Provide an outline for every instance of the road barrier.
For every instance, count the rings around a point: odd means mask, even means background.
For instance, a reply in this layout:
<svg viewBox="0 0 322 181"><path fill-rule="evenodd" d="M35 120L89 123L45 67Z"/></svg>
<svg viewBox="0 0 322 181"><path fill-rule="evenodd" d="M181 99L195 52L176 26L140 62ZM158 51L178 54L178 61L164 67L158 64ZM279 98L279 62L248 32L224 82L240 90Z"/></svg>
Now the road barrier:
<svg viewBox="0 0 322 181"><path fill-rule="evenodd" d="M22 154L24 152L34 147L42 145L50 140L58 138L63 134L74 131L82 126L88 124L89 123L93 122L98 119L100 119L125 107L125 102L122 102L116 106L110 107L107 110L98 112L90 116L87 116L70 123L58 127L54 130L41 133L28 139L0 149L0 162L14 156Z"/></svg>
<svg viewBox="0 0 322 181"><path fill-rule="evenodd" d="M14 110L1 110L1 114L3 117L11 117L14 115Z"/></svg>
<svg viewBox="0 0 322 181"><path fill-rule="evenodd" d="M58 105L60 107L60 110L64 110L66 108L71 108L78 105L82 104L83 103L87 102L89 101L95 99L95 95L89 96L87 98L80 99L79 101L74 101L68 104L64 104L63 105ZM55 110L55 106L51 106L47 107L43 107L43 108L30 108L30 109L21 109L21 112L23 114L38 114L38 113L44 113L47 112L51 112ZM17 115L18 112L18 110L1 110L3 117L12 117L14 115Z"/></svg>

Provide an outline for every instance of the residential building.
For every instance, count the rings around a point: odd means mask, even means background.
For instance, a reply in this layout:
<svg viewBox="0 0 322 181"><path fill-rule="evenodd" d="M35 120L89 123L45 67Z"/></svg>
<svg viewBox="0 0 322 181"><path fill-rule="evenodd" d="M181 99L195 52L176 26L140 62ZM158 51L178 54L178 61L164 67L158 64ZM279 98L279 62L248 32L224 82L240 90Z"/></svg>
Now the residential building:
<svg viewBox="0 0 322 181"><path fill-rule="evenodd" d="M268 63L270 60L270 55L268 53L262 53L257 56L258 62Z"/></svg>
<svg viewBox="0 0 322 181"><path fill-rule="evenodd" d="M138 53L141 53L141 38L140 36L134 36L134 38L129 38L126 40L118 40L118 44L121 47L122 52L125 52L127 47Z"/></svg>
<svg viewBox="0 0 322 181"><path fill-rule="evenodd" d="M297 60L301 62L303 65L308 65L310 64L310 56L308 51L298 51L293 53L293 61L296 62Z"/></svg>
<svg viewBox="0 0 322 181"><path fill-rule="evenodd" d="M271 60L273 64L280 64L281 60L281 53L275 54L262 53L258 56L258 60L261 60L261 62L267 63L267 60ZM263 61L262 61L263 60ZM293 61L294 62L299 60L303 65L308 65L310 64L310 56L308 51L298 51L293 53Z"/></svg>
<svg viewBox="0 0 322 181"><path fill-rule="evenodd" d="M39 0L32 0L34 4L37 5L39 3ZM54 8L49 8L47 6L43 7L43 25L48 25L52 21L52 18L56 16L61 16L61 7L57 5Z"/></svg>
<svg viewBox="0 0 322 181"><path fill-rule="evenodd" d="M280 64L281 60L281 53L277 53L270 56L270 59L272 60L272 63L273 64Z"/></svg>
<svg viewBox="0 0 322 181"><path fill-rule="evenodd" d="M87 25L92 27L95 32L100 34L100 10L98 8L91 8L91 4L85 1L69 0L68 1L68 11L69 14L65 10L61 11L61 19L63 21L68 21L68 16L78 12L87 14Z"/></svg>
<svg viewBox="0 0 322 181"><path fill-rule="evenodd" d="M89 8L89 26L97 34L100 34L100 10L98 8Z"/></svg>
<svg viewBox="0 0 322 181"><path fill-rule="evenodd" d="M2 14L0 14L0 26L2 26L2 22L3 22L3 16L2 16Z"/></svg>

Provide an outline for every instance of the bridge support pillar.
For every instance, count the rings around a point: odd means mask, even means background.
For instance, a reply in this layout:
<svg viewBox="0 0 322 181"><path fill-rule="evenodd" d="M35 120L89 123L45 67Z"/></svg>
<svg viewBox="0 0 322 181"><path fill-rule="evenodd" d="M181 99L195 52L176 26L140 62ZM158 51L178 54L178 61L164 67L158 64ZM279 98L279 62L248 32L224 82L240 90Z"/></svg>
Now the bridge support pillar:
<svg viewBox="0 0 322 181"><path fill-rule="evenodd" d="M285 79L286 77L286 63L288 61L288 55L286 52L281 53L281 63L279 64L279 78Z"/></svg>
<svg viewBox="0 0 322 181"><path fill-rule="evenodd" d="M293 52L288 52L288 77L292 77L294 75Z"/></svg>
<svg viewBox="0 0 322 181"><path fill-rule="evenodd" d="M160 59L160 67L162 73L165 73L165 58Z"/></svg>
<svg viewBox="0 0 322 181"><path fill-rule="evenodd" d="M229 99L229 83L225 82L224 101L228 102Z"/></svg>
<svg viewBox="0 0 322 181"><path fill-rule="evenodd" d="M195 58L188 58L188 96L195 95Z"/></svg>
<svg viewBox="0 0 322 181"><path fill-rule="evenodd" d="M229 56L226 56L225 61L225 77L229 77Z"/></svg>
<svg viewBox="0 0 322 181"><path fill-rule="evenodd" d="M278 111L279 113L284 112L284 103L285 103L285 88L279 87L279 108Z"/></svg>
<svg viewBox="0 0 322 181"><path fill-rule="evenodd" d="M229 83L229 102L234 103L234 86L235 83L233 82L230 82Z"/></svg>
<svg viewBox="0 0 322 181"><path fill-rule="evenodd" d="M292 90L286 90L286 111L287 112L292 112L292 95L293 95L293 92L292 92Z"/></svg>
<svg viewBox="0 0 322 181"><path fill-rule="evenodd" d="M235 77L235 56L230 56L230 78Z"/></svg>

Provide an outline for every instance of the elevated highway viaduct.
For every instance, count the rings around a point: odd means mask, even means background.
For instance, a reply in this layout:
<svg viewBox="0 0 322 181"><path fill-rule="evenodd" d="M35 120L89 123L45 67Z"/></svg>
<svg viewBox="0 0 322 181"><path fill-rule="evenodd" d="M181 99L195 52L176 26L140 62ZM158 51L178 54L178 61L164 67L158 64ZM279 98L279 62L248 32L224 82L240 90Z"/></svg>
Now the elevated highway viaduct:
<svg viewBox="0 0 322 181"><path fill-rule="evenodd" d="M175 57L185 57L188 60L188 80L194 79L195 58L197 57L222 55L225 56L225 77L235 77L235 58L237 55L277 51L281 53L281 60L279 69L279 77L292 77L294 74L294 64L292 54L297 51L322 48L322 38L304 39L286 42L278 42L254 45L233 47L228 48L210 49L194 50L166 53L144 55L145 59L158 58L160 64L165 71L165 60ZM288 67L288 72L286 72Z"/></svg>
_ _ _ _ _
**Short task:**
Please transcribe every row above line for line, with no changes to any character.

**Written solution:**
Provide an outline for every instance of the road barrier.
For every instance, count the rings around a point: odd means mask, even means background.
For instance, a reply in this layout:
<svg viewBox="0 0 322 181"><path fill-rule="evenodd" d="M35 120L89 123L45 67Z"/></svg>
<svg viewBox="0 0 322 181"><path fill-rule="evenodd" d="M181 99L195 52L176 26L140 62ZM158 51L178 54L178 61L164 67L158 64ZM279 98L279 62L248 32L224 82L240 90Z"/></svg>
Now the road barrier:
<svg viewBox="0 0 322 181"><path fill-rule="evenodd" d="M22 154L24 152L34 147L42 145L50 140L58 138L63 134L74 131L82 126L88 124L89 123L93 122L98 119L100 119L125 107L125 102L122 102L116 106L110 107L107 110L98 112L90 116L87 116L70 123L58 127L54 130L41 133L28 139L0 149L0 162L14 156Z"/></svg>
<svg viewBox="0 0 322 181"><path fill-rule="evenodd" d="M14 110L1 110L1 114L3 117L11 117L14 115Z"/></svg>
<svg viewBox="0 0 322 181"><path fill-rule="evenodd" d="M58 105L60 107L60 110L64 110L66 108L71 108L78 105L82 104L83 103L87 102L89 101L95 99L95 95L89 96L87 98L80 99L79 101L74 101L68 104L64 104L63 105ZM55 110L55 106L51 106L47 107L43 107L43 108L30 108L30 109L21 109L21 112L23 114L38 114L38 113L44 113L47 112L51 112ZM17 115L18 112L18 110L1 110L3 117L12 117L14 115Z"/></svg>

Provide an outline for every instance of the residential building.
For every instance, count the rings around a point: odd means mask, even means background.
For instance, a reply in this layout:
<svg viewBox="0 0 322 181"><path fill-rule="evenodd" d="M35 120L89 123L45 67Z"/></svg>
<svg viewBox="0 0 322 181"><path fill-rule="evenodd" d="M181 99L195 52L176 26L140 62ZM158 51L178 54L178 61L164 67L158 64ZM279 98L279 62L248 32L224 82L240 90Z"/></svg>
Now the residential building:
<svg viewBox="0 0 322 181"><path fill-rule="evenodd" d="M268 63L270 60L270 55L268 53L262 53L257 56L258 62Z"/></svg>
<svg viewBox="0 0 322 181"><path fill-rule="evenodd" d="M138 53L141 53L141 38L140 36L134 36L134 38L129 38L126 40L118 40L118 44L121 47L122 52L125 52L127 47Z"/></svg>
<svg viewBox="0 0 322 181"><path fill-rule="evenodd" d="M297 60L301 62L303 65L308 65L310 64L310 56L308 51L298 51L293 53L293 61L296 62Z"/></svg>
<svg viewBox="0 0 322 181"><path fill-rule="evenodd" d="M271 60L273 64L280 64L281 60L281 53L275 54L262 53L258 56L258 60L261 60L261 62L267 63L267 60ZM263 61L262 61L263 60ZM293 61L294 62L299 60L303 65L308 65L310 64L310 56L308 51L298 51L293 53Z"/></svg>
<svg viewBox="0 0 322 181"><path fill-rule="evenodd" d="M39 0L32 0L34 4L37 5L39 3ZM54 8L49 8L47 6L43 7L43 25L48 25L52 21L52 18L56 16L61 16L61 7L57 5Z"/></svg>
<svg viewBox="0 0 322 181"><path fill-rule="evenodd" d="M280 64L281 60L281 53L277 53L270 56L270 59L272 60L272 63L273 64Z"/></svg>
<svg viewBox="0 0 322 181"><path fill-rule="evenodd" d="M87 25L92 27L95 32L100 34L100 10L98 8L91 8L91 4L85 1L69 0L68 1L68 11L69 14L65 10L61 11L61 19L63 21L68 21L68 16L78 12L87 14Z"/></svg>
<svg viewBox="0 0 322 181"><path fill-rule="evenodd" d="M89 8L89 26L97 34L100 34L100 10L98 8Z"/></svg>
<svg viewBox="0 0 322 181"><path fill-rule="evenodd" d="M2 14L0 14L0 26L2 26L2 22L3 22L3 16L2 16Z"/></svg>

Provide an outline for every instance of the bridge support pillar.
For every instance, count the rings around a point: odd means mask, even means background.
For instance, a reply in this layout:
<svg viewBox="0 0 322 181"><path fill-rule="evenodd" d="M35 120L89 123L45 67Z"/></svg>
<svg viewBox="0 0 322 181"><path fill-rule="evenodd" d="M181 99L195 52L176 26L140 62ZM158 51L178 54L178 61L164 67L158 64ZM279 98L279 62L248 32L224 82L240 90Z"/></svg>
Now the bridge support pillar:
<svg viewBox="0 0 322 181"><path fill-rule="evenodd" d="M285 79L286 77L286 63L288 61L288 55L286 52L281 53L281 63L279 64L279 78Z"/></svg>
<svg viewBox="0 0 322 181"><path fill-rule="evenodd" d="M293 52L288 52L288 77L292 77L294 75Z"/></svg>
<svg viewBox="0 0 322 181"><path fill-rule="evenodd" d="M160 59L160 67L162 73L165 73L165 58Z"/></svg>
<svg viewBox="0 0 322 181"><path fill-rule="evenodd" d="M229 99L229 83L225 82L224 101L228 102Z"/></svg>
<svg viewBox="0 0 322 181"><path fill-rule="evenodd" d="M195 58L188 58L188 96L195 95Z"/></svg>
<svg viewBox="0 0 322 181"><path fill-rule="evenodd" d="M229 56L226 56L225 61L225 77L229 77Z"/></svg>
<svg viewBox="0 0 322 181"><path fill-rule="evenodd" d="M278 111L279 113L284 112L284 103L285 103L285 88L279 87L279 108Z"/></svg>
<svg viewBox="0 0 322 181"><path fill-rule="evenodd" d="M229 83L229 102L234 103L234 86L235 83L233 82L230 82Z"/></svg>
<svg viewBox="0 0 322 181"><path fill-rule="evenodd" d="M292 90L286 90L286 111L287 112L292 112L292 95L293 95L293 92L292 92Z"/></svg>
<svg viewBox="0 0 322 181"><path fill-rule="evenodd" d="M235 77L235 56L230 56L230 78Z"/></svg>

Provide an outline for every instance of the elevated highway viaduct.
For every instance, count the rings around a point: odd means mask, even means background.
For instance, a reply in this layout:
<svg viewBox="0 0 322 181"><path fill-rule="evenodd" d="M35 120L89 123L45 67Z"/></svg>
<svg viewBox="0 0 322 181"><path fill-rule="evenodd" d="M181 99L195 52L176 26L140 62ZM158 51L178 54L178 61L164 67L158 64ZM279 98L279 62L248 32L224 82L240 90Z"/></svg>
Now the elevated highway viaduct:
<svg viewBox="0 0 322 181"><path fill-rule="evenodd" d="M175 57L185 57L188 60L188 80L194 79L195 58L197 57L222 55L225 56L225 77L235 77L235 58L237 55L277 51L281 53L281 60L279 69L279 77L292 77L294 74L294 64L292 54L297 51L322 48L322 38L304 39L286 42L278 42L254 45L233 47L228 48L210 49L194 50L166 53L144 55L145 59L158 58L160 64L165 71L165 60ZM288 67L288 72L286 72Z"/></svg>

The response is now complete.